依頼内容 A - 以下の記録のうち、文字列「pole」を含む行がいくつあるか数え、その数だけを答えよ。大文字と小文字は区別する。

読解文 -
↓↓↓

石油と中東

石油(含、天然ガス)と中東関連のニュースをウォッチしその影響を探ります。

サウジアラビアを危うくする二人の王子:皇太子と石油相 (上)

2020-03-11 | その他

(注)本レポートは「マイライブラリー」で一括してご覧いただけます。
http://mylibrary.maeda1.jp/0498TwoSaudiPrinces.pdf 
 

(英語版)

(アラビア語版)

まえがき

 現在のサウジアラビアで華々しく活躍している王子と言えば、ムハンマド皇太子とアブドルアジズ石油相である。父親は共にサルマン国王だが、二人は母親の異なる異母兄弟である。1985年生まれのムハンマド(ムハンマド・ビン・サルマンの頭文字をとり通称MbSと呼ばれる)は1960年生まれのアブドルアジズより若いが、国王の寵愛を受け実質的な最高権力者として同国に君臨している。

↑↑↑

収集したデータ項目 -
↓↓↓

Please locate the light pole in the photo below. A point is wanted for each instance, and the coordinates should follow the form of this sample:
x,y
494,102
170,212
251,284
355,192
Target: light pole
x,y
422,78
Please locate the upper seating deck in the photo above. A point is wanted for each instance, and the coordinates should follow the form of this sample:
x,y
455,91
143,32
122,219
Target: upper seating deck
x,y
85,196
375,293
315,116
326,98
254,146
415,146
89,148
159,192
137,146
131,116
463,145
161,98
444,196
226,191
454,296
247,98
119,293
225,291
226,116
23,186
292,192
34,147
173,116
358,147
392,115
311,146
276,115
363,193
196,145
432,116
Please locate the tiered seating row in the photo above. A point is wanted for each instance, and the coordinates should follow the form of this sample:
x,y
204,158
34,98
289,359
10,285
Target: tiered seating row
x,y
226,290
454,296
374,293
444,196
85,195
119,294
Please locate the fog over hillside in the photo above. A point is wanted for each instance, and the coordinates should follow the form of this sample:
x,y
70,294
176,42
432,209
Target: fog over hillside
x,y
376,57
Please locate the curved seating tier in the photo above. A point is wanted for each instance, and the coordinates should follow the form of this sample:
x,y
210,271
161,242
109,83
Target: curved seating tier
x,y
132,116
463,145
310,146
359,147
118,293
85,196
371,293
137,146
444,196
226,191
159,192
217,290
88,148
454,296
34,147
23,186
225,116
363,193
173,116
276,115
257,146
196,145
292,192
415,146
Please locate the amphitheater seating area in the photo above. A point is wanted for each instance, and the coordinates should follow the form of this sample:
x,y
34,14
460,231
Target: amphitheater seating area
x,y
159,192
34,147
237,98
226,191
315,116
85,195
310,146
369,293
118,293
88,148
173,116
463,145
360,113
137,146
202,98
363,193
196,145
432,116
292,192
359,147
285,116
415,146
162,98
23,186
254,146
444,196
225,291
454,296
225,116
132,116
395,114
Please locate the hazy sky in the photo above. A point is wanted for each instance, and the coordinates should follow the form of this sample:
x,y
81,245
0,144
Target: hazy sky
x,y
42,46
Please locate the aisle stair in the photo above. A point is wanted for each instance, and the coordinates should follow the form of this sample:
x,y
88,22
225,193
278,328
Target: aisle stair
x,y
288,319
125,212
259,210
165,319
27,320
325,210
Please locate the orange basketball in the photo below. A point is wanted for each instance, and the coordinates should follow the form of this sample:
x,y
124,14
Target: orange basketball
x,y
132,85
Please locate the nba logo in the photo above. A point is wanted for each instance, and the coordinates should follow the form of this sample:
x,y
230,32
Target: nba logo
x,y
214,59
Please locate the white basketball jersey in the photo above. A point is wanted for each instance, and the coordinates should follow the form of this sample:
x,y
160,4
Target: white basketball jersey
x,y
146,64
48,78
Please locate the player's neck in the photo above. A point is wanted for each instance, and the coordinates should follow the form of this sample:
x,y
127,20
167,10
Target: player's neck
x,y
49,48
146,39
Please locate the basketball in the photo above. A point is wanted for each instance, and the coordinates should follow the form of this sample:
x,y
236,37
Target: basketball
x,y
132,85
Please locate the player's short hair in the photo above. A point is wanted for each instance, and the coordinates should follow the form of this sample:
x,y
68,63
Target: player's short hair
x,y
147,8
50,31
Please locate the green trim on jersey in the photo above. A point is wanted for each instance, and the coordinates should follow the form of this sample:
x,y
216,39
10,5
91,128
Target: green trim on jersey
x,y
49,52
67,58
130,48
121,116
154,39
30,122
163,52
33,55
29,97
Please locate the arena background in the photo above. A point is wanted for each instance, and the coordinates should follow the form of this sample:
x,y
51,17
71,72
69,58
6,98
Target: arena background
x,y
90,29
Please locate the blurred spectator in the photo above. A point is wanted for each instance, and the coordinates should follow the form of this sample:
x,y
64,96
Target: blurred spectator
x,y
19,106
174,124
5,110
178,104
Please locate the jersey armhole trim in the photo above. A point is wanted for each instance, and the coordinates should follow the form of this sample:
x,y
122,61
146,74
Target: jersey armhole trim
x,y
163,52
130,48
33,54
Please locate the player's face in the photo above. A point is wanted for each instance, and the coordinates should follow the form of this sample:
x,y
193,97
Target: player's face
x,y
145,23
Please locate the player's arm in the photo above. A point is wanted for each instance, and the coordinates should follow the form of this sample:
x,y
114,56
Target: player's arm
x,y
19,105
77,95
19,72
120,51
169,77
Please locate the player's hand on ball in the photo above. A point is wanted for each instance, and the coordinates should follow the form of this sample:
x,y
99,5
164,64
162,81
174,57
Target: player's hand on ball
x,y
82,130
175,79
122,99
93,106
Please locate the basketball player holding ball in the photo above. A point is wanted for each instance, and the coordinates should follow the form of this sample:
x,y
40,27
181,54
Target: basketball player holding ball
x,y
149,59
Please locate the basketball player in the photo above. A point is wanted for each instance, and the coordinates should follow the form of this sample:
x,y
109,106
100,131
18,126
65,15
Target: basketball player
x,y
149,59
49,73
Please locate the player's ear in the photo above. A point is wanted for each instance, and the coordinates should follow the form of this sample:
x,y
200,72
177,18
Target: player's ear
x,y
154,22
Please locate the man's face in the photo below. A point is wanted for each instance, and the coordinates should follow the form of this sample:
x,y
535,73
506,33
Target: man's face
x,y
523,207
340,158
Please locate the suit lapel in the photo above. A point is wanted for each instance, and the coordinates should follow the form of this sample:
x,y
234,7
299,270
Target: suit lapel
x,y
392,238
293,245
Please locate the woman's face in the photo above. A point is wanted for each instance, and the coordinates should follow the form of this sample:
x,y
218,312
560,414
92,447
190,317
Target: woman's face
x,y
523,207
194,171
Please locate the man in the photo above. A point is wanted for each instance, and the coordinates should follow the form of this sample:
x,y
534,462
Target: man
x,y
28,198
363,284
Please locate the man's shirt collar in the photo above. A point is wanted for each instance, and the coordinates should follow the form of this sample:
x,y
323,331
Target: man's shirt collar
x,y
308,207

↑↑↑

依頼内容 B - 上のサウジアラビアの王子についての文章に名前が出てくる人物をすべて挙げよ。

結果 A - 2

結果 B -
ムハンマド皇太子
アブドルアジズ石油相
サルマン国王